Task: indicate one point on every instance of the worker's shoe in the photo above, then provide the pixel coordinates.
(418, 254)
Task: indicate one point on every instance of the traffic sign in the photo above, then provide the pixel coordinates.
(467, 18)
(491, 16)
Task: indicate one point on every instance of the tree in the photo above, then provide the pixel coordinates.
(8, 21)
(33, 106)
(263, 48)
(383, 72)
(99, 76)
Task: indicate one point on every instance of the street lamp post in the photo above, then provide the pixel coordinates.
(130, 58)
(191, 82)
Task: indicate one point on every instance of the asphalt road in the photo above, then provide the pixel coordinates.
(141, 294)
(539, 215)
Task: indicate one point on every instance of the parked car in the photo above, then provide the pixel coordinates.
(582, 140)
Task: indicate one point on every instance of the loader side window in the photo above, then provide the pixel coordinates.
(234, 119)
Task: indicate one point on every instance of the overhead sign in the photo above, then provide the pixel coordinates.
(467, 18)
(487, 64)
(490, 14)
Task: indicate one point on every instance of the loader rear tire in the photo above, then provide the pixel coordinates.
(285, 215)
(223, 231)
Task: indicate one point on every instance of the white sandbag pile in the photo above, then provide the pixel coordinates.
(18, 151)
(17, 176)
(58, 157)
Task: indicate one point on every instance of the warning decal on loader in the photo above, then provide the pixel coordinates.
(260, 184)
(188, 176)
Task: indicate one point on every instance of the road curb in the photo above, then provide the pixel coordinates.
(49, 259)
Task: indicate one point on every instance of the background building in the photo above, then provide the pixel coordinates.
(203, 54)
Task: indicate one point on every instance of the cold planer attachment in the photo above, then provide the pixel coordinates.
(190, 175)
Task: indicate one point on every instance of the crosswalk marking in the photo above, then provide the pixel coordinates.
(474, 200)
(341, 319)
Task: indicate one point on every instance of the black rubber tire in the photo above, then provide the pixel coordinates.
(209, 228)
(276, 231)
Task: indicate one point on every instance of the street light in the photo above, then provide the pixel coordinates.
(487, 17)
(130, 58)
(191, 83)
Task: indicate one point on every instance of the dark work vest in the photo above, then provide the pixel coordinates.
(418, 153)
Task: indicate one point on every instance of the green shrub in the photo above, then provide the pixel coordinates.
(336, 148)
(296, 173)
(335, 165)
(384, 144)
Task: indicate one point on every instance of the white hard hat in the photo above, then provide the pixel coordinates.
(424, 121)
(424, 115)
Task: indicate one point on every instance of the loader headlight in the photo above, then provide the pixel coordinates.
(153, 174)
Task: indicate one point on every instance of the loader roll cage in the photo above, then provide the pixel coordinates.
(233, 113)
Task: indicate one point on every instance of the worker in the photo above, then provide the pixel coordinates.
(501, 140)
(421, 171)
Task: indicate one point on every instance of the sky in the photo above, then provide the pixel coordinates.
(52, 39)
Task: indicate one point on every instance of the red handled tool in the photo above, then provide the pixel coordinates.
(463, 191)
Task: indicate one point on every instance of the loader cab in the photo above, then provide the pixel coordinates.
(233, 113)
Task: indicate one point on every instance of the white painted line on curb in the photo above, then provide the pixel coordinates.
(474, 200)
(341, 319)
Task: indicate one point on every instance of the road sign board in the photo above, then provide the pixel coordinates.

====================

WORK REQUIRED: Restate the listing in full, word for word.

ANSWER TO THIS EXERCISE:
Task: indicate one point on every instance of the worker's shoe in the photo above, then provide the pixel coordinates.
(418, 254)
Task: indicate one point on every instance of the traffic sign in the photo above, then provide the pixel coordinates.
(467, 18)
(491, 16)
Task: indicate one point on every instance of the tree in the photo above, then provide the pixel coordinates.
(8, 21)
(33, 106)
(263, 48)
(383, 72)
(99, 76)
Task: indicate one point on every instance of the street lamp post in the photo above, then provide the pixel coordinates.
(130, 58)
(191, 82)
Task: indicate one point on every instance of the asphalt road in the photo above, then provide the pixel coordinates.
(141, 294)
(539, 215)
Task: indicate one point on every instance of the parked car in the photo above, then provide the pixel coordinates.
(582, 140)
Task: indicate one point on every instance of the loader side window in the photo above, then provide the pixel coordinates.
(234, 119)
Task: indicate one point on every instance of the overhead sign in the photo above, then provide the pixel coordinates.
(467, 18)
(487, 64)
(490, 14)
Task: indicate one point on every instance of the loader rear tire in the photo above, then provide the pixel coordinates.
(285, 215)
(223, 231)
Task: indicate one point on every instance of the white sandbag pile in the photo above, then provide the pixel coordinates.
(18, 151)
(17, 176)
(58, 157)
Task: indicate one point on every instance of the warning decal on loader in the photo above, then provide the pixel coordinates.
(260, 184)
(188, 176)
Task: indicate one point on every instance of the road curb in the photo above, then provide the pixel coordinates.
(49, 259)
Task: indicate one point on every instance of the background building in the photo above, then provide the pixel coordinates.
(203, 54)
Task: indicate one point on every instance of the cold planer attachment in the photo above, then provide the pixel coordinates.
(190, 175)
Task: indicate one point on every instance of the crosswalk marking in the photo above, then provide the pixel coordinates.
(474, 200)
(341, 319)
Task: indicate one point on every instance of the black rubber tire in the photo above, then provide the pixel coordinates.
(209, 228)
(276, 231)
Task: indicate one point on every instance of the street light in the photo above, then provide the pixel coordinates.
(487, 17)
(130, 58)
(191, 83)
Task: indicate one point on every instance of the dark work vest in the photo above, then provide the pixel coordinates.
(418, 153)
Task: indicate one point on every instance of the green shrub in the photo above, then provide the pixel coordinates.
(336, 148)
(296, 173)
(335, 165)
(384, 144)
Task: indicate one point on every instance of the white hard hat in the photo above, then provide the pixel coordinates.
(424, 121)
(424, 115)
Task: indicate one point on every instance of the loader headlight in the photo above, then provide the pixel coordinates.
(153, 174)
Task: indicate one point on every instance of the loader roll cage in the photo above, then provide the pixel coordinates.
(233, 113)
Task: indicate one point on every instance of the worker in the photo above, then provide the pixel coordinates.
(501, 140)
(421, 171)
Task: indicate one point on every instance of the sky in the photo above, then provide the pixel coordinates.
(52, 39)
Task: indicate one point on every instance of the red handled tool in the photo above, then provide the pixel coordinates.
(463, 191)
Task: indicate one point on every instance of the loader cab in the photo above, then provide the pixel coordinates.
(233, 113)
Task: indicate one point on every instance of the white painted line on curb in the photo above, then provide the pixel coordinates.
(474, 200)
(341, 319)
Task: indicate one point on every instance of the road sign board in the photo above, then provide the pixel coordinates.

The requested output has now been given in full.